From the passage on per-flow fairness in ring aggregation networks below, copy the stretch from "A per user marker" through "set at $y_d$." word for word.

* [Document section]:
::::

Here, NRN + 1CM is briefly described in order to introduce the proposed algorithm in the next section. It was proposed in [17] to realize per-flow fairness in ring aggregation networks. It is assumed that all the traffic to and from user nodes is transmitted via the core network and that there is no direct communication between user nodes , which is a common situation for IoT applications. The concept for NRN + 1CM is outlined in Figure 2, and the architecture of an SW to employ it is shown in Figure 3. Flows forwarded from another SW are called transit flows, and other flows are called station flows. Express class traffic is transmitted first by Priority Queuing (PQ). The transit Best Effort (BE) frames are directly forwarded to a dropper, and the station BE frames are forwarded to per-station flow markers. They are marked with a color that indicates its dropping priority. Colors are assigned according to the input rate. More colors are used for high-rate flows. For example, eight colors are available in Figure 2. After the color marking, they are sent to the dropper. At the dropper, frames are selectively discarded on the basis of a dropping threshold and the frame color. Undropped frames are enqueued in a BE queue. The dropping threshold is shared with the SWs. Consequently, per-flow throughput fairness is achieved. Details for the marking, frame drop and threshold notification are described in the following subsections.

2.2. Marking

A per user marker marks a BE frame with a color. Let s denote a flow identifier. A marker updates a marking threshold $d_s$ ($d_s\ge 0$) with a token bucket. Let $z_s$ denote the number of tokens and B denote the bucket length. Let $x_d$ and $y_d$ denote the number of reset tokens. Initially, $d_s=0$ and $z_s=B$. $z_s$ increases at a token-accumulation rate w. If $z_s>B$, then $d_s$ is decremented, and $z_s$ is set at $x_d$. When a frame of length L arrives, $z_s$ is used by $\frac{L}{d_s+1}$. If $z_s<0$, then $d_s$ is incremented, and $z_s$ is set at $y_d$.

After a marker receives a frame and updates $d_s$, the initial marking value $n_0$ is generated. The probability of $n_0=j$ ($0\le j\le d_s$) is calculated as follows:

$$Pr(n_0=j)=\frac{1}{d_s+1}\forall j,0\le j\le d_s.$$

(1)

::::

* [Records shown]:

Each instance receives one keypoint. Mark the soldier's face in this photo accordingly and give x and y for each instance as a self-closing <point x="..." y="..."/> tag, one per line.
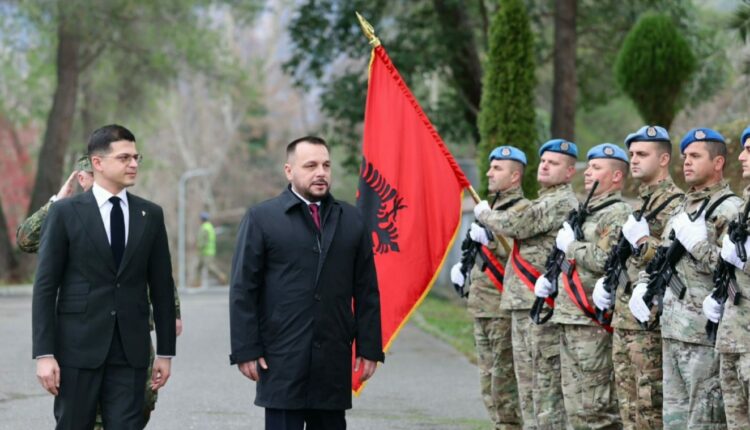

::::

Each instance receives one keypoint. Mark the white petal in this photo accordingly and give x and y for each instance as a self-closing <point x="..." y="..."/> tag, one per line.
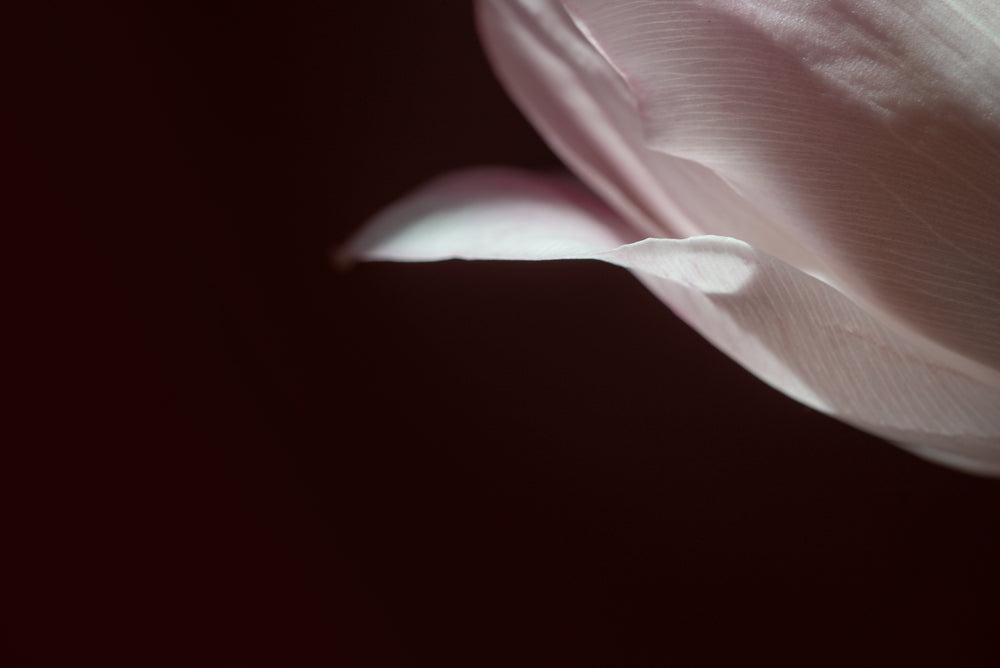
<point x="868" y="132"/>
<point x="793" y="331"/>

::::

* [Exercise result]:
A per user marker marks a BE frame with a color. Let s denote a flow identifier. A marker updates a marking threshold $d_s$ ($d_s\ge 0$) with a token bucket. Let $z_s$ denote the number of tokens and B denote the bucket length. Let $x_d$ and $y_d$ denote the number of reset tokens. Initially, $d_s=0$ and $z_s=B$. $z_s$ increases at a token-accumulation rate w. If $z_s>B$, then $d_s$ is decremented, and $z_s$ is set at $x_d$. When a frame of length L arrives, $z_s$ is used by $\frac{L}{d_s+1}$. If $z_s<0$, then $d_s$ is incremented, and $z_s$ is set at $y_d$.